### Texte

※

En Haïti, le français revendiqué ! (3/3)
Membre de l'Académie des sciences morales et politiques
Gabriel de Broglie, chancelier de l’Institut de France et Hélène Carrère d’Encausse, secrétaire perpétuel de l’académie française, se sont rendus en Haïti du 5 au 8 septembre 2012 pour visiter les programmes de reconstruction en cours, gérés et orchestrés par l’Organisation Non Gouvernementale « Bibliothèques Sans Frontières » –BSF- qui s’était vue remettre en 2010, suite au terrible tremblement de terre qui ravagea l’île cette année-là, le grand prix culturel de la Fondation Louis D, doté de 750 000€. Il évoque ici la toute particulière relation d’Haïti à la langue française.
Au cours de ce déplacement et des nombreuses visites qui y étaient programmées, Hélène Carrère d'Encausse donna une conférence sur le thème « Langues et Littérature en France et en Haïti » dans les salles de l’Université de Port-au-Prince.
Le Chancelier Gabriel de Broglie s’exprima quant à lui, au cours d’une seconde conférence, sur un thème qui lui est cher : « la Francophonie et la question des langues en Haïti » à l'Institut Français cette fois, devant un public composé en partie d'étudiants, très attentifs et concernés par ces questions.
Gabriel de Broglie : «La question linguistique est en effet prenante en Haïti ; il est donc très important d'avoir conscience de cela.
Haïti est un pays francophone très attaché à la francophonie, et qui proclame cet attachement.
Sait-on, par exemple, que cette première république noire, indépendante de longue date, a joué un rôle très actif, pendant la guerre de 39-45, comme porte-parole de la francophonie dans le monde ? Et ce, notamment auprès des États-Unis ? Voici donc le rappel des faits : à la conférence de San Francisco en 1945, les travaux avaient commencé, en langue anglaise uniquement ; seule, la délégation d’Haïti a proclamé et soutenu, à ce moment-là, qu'il fallait considérer la langue française comme langue internationale ; cette même délégation haïtienne a demandé que le travail de cette conférence de San Francisco soit également mené et présenté en langue française.
Depuis ce jour, la présence de la langue française est devenue effective à l'ONU, ainsi que dans les grands organismes internationaux, comme langue de travail.

※

### Données fournies
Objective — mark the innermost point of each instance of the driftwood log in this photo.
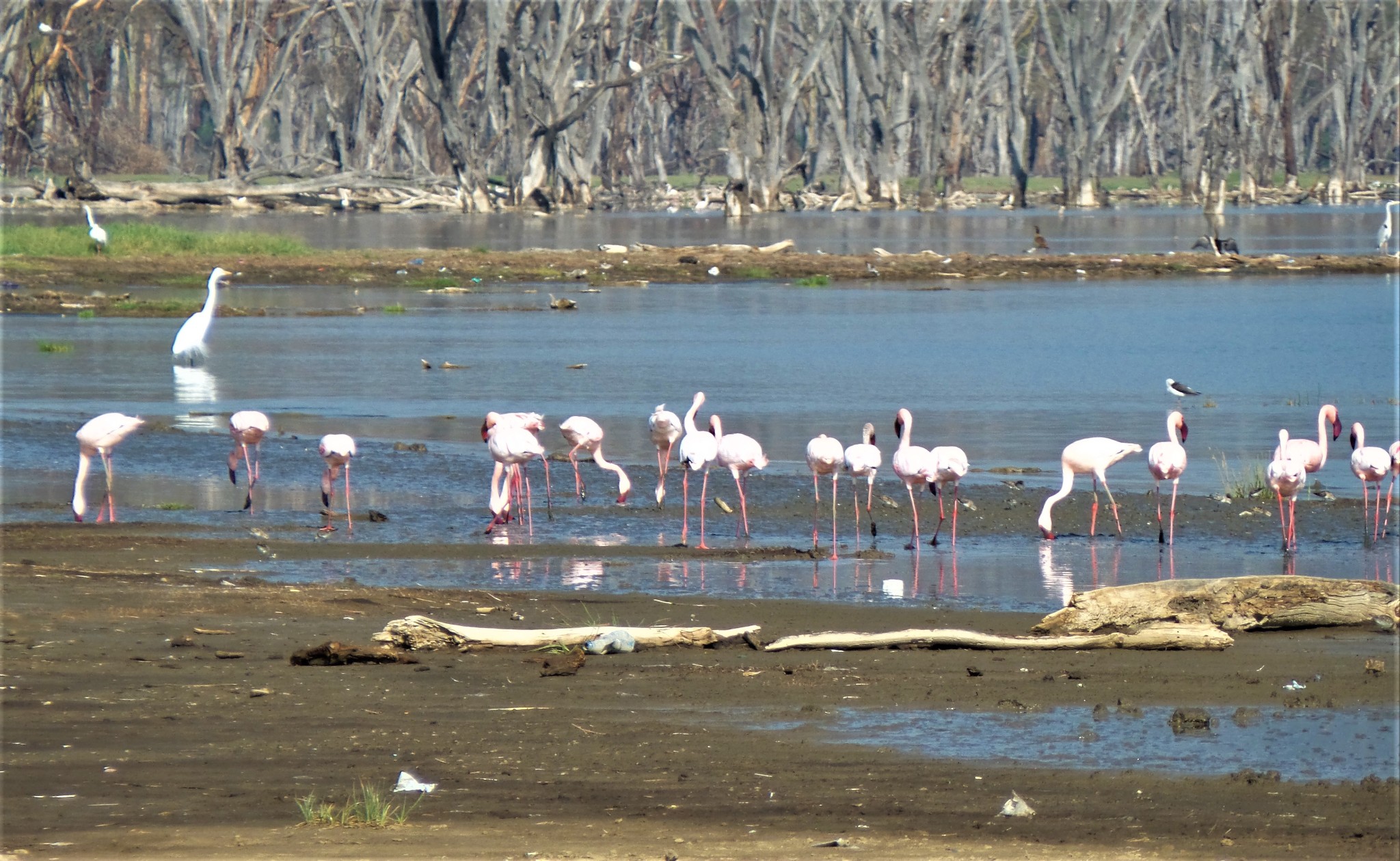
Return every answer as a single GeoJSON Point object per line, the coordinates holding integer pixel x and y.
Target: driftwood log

※

### Exercice 1
Répondez brièvement à ces questions sur le texte sur Haïti et le français.
(a) À quelles dates Gabriel de Broglie et Hélène Carrère d'Encausse se sont-ils rendus en Haïti ?
(b) Dans quel lieu Hélène Carrère d'Encausse a-t-elle donné sa conférence ?
(c) En quelle langue les travaux de la conférence de San Francisco avaient-ils commencé ?
### Exercice 2
Indiquez si chacune des affirmations suivantes s'accorde avec le texte sur Haïti et le français, puis citez les mots qui permettent de trancher.
(a) Le grand prix culturel de la Fondation Louis D était doté de 750 000 €.
(b) Gabriel de Broglie a donné sa conférence à l'Université de Port-au-Prince.
(c) À San Francisco, plusieurs délégations ont soutenu le français comme langue internationale.
### Exercice 3
Poursuivez le texte sur Haïti et le français après sa dernière phrase.

### Corrigé 1
(a) Du 5 au 8 septembre 2012.
(b) Dans les salles de l'Université de Port-au-Prince.
(c) En langue anglaise uniquement.

### Corrigé 2
(a) Oui : « doté de 750 000€ ».
(b) Non : « à l'Institut Français cette fois ».
(c) Non : « seule, la délégation d’Haïti a proclamé et soutenu ».

### Corrigé 3
La manifestation de cette revendication par ces responsables haïtiens a donc été très importante pour le rôle de la langue française dans les affaires internationales.
La conscience de l'appartenance d’Haïti à la francophonie est une chose très émouvante car rappelons qu’il s’agit d’une République indépendante ; la francophonie qui est réclamée, revendiquée en Haïti, est voulue, soutenue, alimentée, nourrie par une conscience littéraire, par toute une littérature et une poésie très vivantes, et par des auteurs.
Cette attitude francophone donna lieu à des débats sans fin au XIX ème siècle entre différentes parties de la population en Haïti ; c’est-à-dire, d’une part, les lettrés : cette élite qui fit jouer à cette république indépendante sur la voie du progrès, le rôle de « Fille des Lumières » et d’autre part, les forces opposées qui critiquaient cette attitude, soutenant qu’il ne s’agissait-là que de simple imitation, de mimétisme préjudiciables, violant même l’origine profonde haïtienne d'appartenance africaine et de ce fait, tout à fait indépendante de la société française.
A cette époque, les tenants de l'indépendance culturelle en Haïti, avaient dénoncé, dans un français enflammé, le bovarysme culturel de leurs élites.
Toutefois, le seul fait de qualifier cette situation de « bovarysme culturel » en évoquant donc en la circonstance, les discours d'Emma et ce, pour stigmatiser l’esprit d’imitation admirative de ces élites haïtiennes, démontre par là-même un degré de sensibilité littéraire et linguistique frappant et émouvant.
Cet attachement à la langue française est une question profonde mais qui reste toutefois le fait d'une proportion assez faible de la population.
Haïti, au cours des siècles, a vécu différentes expériences de dominations.
La domination espagnole n'a pas laissée beaucoup de traces linguistiques, toutefois il faut rappeler qu’Haïti est entouré de pays hispanophones.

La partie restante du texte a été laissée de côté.